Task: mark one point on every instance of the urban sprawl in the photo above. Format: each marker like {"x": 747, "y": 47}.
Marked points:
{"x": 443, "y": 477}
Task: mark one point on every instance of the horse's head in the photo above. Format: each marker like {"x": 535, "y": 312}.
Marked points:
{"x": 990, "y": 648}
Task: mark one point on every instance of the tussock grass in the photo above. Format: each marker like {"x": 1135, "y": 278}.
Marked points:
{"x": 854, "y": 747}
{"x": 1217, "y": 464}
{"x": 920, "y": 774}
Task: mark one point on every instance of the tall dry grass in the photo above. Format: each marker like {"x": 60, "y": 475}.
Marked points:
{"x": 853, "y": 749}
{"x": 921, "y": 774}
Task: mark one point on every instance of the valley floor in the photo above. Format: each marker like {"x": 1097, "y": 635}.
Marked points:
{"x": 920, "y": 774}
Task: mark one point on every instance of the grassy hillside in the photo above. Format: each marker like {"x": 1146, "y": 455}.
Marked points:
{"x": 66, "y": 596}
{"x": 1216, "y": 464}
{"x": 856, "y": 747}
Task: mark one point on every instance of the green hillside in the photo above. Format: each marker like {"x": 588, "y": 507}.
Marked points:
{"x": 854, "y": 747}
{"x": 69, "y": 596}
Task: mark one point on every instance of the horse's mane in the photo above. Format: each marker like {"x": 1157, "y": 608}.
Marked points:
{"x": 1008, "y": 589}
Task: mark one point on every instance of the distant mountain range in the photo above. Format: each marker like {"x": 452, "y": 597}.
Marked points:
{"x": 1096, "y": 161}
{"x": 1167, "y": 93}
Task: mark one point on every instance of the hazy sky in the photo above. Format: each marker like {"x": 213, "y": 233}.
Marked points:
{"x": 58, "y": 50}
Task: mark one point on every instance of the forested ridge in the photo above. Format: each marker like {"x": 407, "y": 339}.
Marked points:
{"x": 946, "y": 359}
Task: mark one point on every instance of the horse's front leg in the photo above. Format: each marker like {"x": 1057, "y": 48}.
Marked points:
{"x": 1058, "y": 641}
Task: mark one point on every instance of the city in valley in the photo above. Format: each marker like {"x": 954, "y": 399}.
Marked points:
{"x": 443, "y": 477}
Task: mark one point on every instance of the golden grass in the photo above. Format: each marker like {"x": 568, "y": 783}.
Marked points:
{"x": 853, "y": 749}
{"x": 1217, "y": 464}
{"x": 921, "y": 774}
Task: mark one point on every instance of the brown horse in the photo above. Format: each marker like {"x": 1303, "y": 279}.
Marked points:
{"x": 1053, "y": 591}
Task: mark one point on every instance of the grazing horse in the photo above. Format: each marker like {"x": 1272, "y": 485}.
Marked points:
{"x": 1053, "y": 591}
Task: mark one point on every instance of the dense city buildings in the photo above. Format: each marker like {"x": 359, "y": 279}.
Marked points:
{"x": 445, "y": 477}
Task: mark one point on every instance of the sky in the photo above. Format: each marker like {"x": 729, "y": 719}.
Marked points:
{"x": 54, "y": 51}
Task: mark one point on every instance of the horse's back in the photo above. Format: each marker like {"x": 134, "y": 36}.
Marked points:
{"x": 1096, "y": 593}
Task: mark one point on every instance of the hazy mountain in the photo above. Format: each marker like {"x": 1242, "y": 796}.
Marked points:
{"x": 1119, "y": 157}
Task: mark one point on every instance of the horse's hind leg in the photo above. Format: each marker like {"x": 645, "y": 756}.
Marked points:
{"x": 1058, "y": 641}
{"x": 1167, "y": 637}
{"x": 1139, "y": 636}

■ ■ ■ ■ ■

■ DIRECTIVE ■
Rewrite the data from the line with "Task: mark one point on every instance of the golden" through the end as a two-column CSV with the headers "text" and "answer". Make one row for each line starting with "Task:", with that line under "text" and the points that follow it under "answer", each in one quoted field and with line breaks turned into spaces.

■ OUTPUT FOR THIS TASK ■
text,answer
"Task: mark one point on every instance of the golden grass in the photo above. Format: each marker like {""x"": 568, ""y"": 783}. Marked points:","{""x"": 853, ""y"": 749} {""x"": 1217, ""y"": 464} {""x"": 921, ""y"": 774}"
"Task: mark one point on every instance of the brown horse in the photo above. Format: each marker like {""x"": 1303, ""y"": 279}. Marked points:","{""x"": 1053, ""y"": 591}"
"Task: mark one point on every instance of the grazing horse in the photo above. Format: each marker like {""x"": 1272, ""y"": 485}. Marked points:","{""x"": 1053, ""y"": 591}"
"Task: mark one point on every instance of the dense city buildings in the photo above. Format: each marker like {""x"": 359, ""y"": 279}. Marked points:","{""x"": 445, ""y"": 477}"
"Task: mark one point on every instance of the sky in the photo above. Format: each marker like {""x"": 729, ""y"": 719}. Marked points:","{""x"": 54, ""y"": 51}"
"Task: mark one point on every instance of the horse's back in the photo above. Format: each marker like {""x"": 134, ""y"": 36}. Marked points:","{""x"": 1096, ""y"": 593}"
"Task: mark one point on every instance of the hazy mountain in the photo above. Format: each marker like {""x"": 1242, ""y"": 796}. Marked points:","{""x"": 1119, ""y"": 157}"
"Task: mark one point on every instance of the horse's hind leg in the photo above. Format: each marker like {""x"": 645, ""y"": 756}. Marked points:","{""x"": 1058, ""y"": 641} {""x"": 1167, ""y"": 637} {""x"": 1139, ""y"": 636}"